### What you have to do
Write out each of the following records line for line, keeping every word, number, and bracket unchanged.

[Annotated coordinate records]
---------------
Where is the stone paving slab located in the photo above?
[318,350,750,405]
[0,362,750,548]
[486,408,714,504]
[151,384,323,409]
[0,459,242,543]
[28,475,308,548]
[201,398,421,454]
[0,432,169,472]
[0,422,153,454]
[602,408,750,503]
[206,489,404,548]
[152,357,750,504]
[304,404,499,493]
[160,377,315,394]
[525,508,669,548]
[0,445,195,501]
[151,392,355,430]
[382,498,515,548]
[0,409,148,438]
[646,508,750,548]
---------------
### Solution to the exercise
Where is the stone paving slab located in the photo above?
[318,350,750,405]
[0,362,750,548]
[486,408,714,504]
[151,384,323,409]
[0,459,242,543]
[28,475,308,548]
[201,398,421,454]
[0,432,169,472]
[0,422,153,454]
[602,408,750,503]
[206,489,404,548]
[152,357,750,504]
[304,404,499,493]
[160,377,315,394]
[525,508,669,548]
[0,445,195,501]
[151,392,355,430]
[382,498,515,548]
[0,409,148,438]
[646,508,750,548]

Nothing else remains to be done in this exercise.